29 de maio de 2011

Gravidade particular

Vou agarrar minhas mãos à primeira corda
Balançar meu corpo em direção aos lados
Sem perder o centro do meio
Ficar tonta por dentro da segurança
Balanço sem sair do lugar
Vagando por cima de quem se segura nos meus pés
O peso não derruba a linha
Eu a escrevi à caneta
Sobre mais linhas de aço
Saio e caço com dedos treinados
Mirando alvos escondidos entre utopias perdidas
Cegas pelo sol
Alimentadas pela lua que não dorme
Acordaram sem enxergar
E deixaram-me ver por seus olhos
O terror da vista viu-se no espelho
Desistiu de sonhar
Sentiu o gosto de não existir
Cedeu às pedras e achou-se ali
Impedindo o concreto de ser real
Desejando voltar ao que não pode
Retrocessos alucinógenos que sonham com a lucidez
A pedra foi contra o vidro
O reflexo caiu ao chão
Procuro por outro
Largo a corda

27 de maio de 2011

Gramas, para que te quero?

■ **EXERCÍCIO**
Dê continuidade ao trecho de origem a partir do título "Gramas, para que te quero?". Os dados não têm nenhum papel aqui.

■ **CONTEÚDO DOS DADOS**

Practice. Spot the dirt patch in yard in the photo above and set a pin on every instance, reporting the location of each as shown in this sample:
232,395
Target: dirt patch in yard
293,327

■ **RESPOSTA DA TAREFA**
Os fatos me puxam ao chão. A sequência deles desperta a vontade de desaparecer no ar ou, ao menos, voltar a ter a opção de segurar-me à vontade de fugir. Mas essa opção não existe mais, virou pó varrido para debaixo da consciência. Enxergar o fim das angústias no outro lado do muro não faz mais sentido à mente racionalizada que sorri para o próximo. O mau humor da manhã não mais mata e ganha suavidade ao longo das horas, por mais lentas que elas insistam em passar. A morte dos andares acima vem a mim em rostos suaves e expressões singelas. Nada pesado e nem tão pouco fácil. Seu peso perde para a insistência em ficar e é essa teimosia que carrego comigo. Teimosia de não ceder, de não voltar, de ficar, de ficar bem, de fazer a mais, mesmo que aos olhos do momento não pareça suficiente. Teimosia de não ceder à menina que quer sentar e implorar para que alguém faça por ela, mesmo isso sendo a opção confortável. Durmo no chão duro e o conforto vem sujo do pó varrido. Aos poucos, limpo os olhos e me enxergo. Crua, despida de desculpas e cheia de culpas. Tragam-me água benta para lavar o que está corroendo minhas mãos. As palavras estão saindo feridas, com sangue de outro. Sangue meu. Sua cicatrização nasce no papel, um aborto que mata o útero e vive o feto. O inverso da lógica amigo da salvação. Que as palavras venham. Abandonem o corpo que não as quer e ganhem os papéis. Devorem linhas e riam das borrachas. Os pedaços de mim que forem com elas estarão melhores do lado de fora.

20 de maio de 2011


Só por hoje, estou viva.
Só por hoje, sobrevivo ao que não suporto.
Só por hoje, te prometo amor.
Só por hoje, não vou mentir.
Só por hoje, não vou tropeçar.
Só por hoje, não vou ceder ao que me destrói.
Só por hoje, consigo.
Só por hoje, aquele machucado não dói.
Só por hoje, vou subir um degrau.
Só por hoje, darei abraços ao mundo.
Só por hoje, vou sentir o abraço de alguém.
Só por hoje, meus olhos vão chorar.
Só por hoje, eles não terão motivo.
Só por hoje, vou ler um livro.
Só por hoje, vou terminá-lo amanhã.
Só por hoje, eu vou escrever.
Só por hoje, vou escrever um livro.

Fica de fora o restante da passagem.